GIVEN INSTRUCTION ▸
Repeat the listing in full, word for word.

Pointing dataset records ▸
────────────────

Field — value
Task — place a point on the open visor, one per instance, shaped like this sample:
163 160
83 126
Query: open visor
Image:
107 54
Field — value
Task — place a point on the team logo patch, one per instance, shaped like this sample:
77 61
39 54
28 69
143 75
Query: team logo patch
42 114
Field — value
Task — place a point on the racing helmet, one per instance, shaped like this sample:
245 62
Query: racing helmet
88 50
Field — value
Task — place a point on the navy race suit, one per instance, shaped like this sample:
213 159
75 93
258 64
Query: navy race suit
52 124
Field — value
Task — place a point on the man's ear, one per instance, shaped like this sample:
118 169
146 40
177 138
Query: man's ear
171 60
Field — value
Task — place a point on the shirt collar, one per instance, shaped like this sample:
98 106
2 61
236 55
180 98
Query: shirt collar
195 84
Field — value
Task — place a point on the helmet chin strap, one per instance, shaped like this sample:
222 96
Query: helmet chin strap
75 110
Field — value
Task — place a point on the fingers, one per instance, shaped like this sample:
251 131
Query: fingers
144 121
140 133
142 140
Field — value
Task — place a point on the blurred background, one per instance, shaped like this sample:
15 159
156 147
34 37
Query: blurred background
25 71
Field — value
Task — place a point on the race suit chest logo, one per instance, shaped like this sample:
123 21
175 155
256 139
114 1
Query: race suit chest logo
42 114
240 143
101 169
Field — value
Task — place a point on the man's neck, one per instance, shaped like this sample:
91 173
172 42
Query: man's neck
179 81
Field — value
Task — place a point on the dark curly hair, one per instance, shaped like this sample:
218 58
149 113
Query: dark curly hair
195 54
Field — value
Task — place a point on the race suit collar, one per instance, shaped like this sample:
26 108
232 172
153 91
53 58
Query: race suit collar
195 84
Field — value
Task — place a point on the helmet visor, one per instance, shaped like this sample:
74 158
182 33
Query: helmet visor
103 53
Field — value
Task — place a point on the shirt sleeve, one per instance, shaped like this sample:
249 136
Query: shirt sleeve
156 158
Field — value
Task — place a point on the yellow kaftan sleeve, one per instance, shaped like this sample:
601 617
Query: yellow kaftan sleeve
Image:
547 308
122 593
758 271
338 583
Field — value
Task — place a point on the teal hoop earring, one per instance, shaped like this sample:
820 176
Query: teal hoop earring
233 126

────────────────

WORKED SOLUTION ▸
Field — value
Task — place a point on the open visor, one per instance, shaped like this sample:
163 160
83 126
Query: open visor
Image:
107 54
Field — value
Task — place a point on the team logo patch, one per instance, shaped like this sample:
77 61
39 54
28 69
143 75
Query: team logo patch
42 114
Field — value
Task — place a point on the racing helmet, one per instance, shaped like this sample:
245 62
Query: racing helmet
88 50
Field — value
Task — place a point on the navy race suit, one per instance, shaped like this sample:
213 159
75 93
258 64
Query: navy race suit
52 124
Field — value
Task — place a point on the man's ear, one per instance, shaped like this sample:
118 169
146 40
177 138
Query: man's ear
171 60
Field — value
Task — place a point on the shirt collar, one per instance, shaped like this sample:
98 106
2 61
236 55
180 98
Query: shirt collar
195 84
Field — value
Task — place a point on the helmet chin strap, one per instance, shaped like this sample:
222 96
Query: helmet chin strap
75 110
Field — value
Task — place a point on the fingers, one per instance, shaped like this sample:
251 131
Query: fingers
144 121
140 133
142 140
Field — value
Task — place a point on the blurred background, one per instance, shaped like this sample:
15 159
156 147
34 37
Query: blurred background
25 71
Field — value
Task — place a point on the race suit chest logo, one per instance, shaped like this sample:
123 21
175 155
256 139
114 1
Query: race suit chest logo
42 114
240 143
101 169
Field — value
Task — place a point on the man's neck, one per instance, shaped like this sample:
91 173
172 42
Query: man's neck
179 81
Field — value
Task — place a point on the dark curly hair, one per instance, shaped like this sample:
218 58
149 113
Query: dark curly hair
195 54
Field — value
Task — place a point on the race suit collar, one per instance, shaped like this sample:
26 108
232 172
153 91
53 58
Query: race suit collar
195 84
Field — value
Task — place a point on the helmet visor, one per instance, shaped like this sample:
74 158
182 33
Query: helmet visor
103 53
Field — value
Task — place a point on the shirt sleeve, one per instance, shaped like this sample:
249 136
Query: shirt sleeve
156 158
Field — value
Task — place a point on the yellow kaftan sleeve, one per instance, shaped like this sample:
601 617
Query: yellow kaftan sleeve
Image:
547 308
122 593
758 271
338 583
Field — value
Task — place a point on the teal hoop earring, one per instance, shaped like this sample:
820 176
Query: teal hoop earring
233 126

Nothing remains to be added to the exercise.